▸ **Task to complete**: Print the following data word for word, leaving out the pictures.

━━━━━ Data extract

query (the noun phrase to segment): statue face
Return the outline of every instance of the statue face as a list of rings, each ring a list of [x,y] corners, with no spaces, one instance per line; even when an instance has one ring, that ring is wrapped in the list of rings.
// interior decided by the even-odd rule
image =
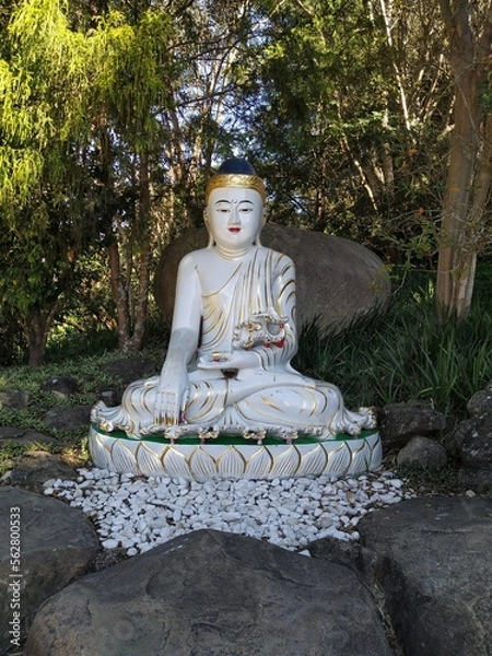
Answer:
[[[206,221],[213,241],[227,250],[250,246],[262,226],[263,203],[255,189],[218,187],[210,194]]]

━━━━━━━━━━

▸ **Answer for the task**:
query (the noun phrase to segment): statue face
Return the outline of every instance of the statue face as a list of rings, each ring a list of [x,y] corners, with no spaces, one instance per line; even when an instance has one ring, that ring is wrapped in the list of rings.
// interior decided by the even-odd rule
image =
Answer:
[[[206,221],[213,241],[227,250],[250,246],[262,226],[263,203],[255,189],[218,187],[210,194]]]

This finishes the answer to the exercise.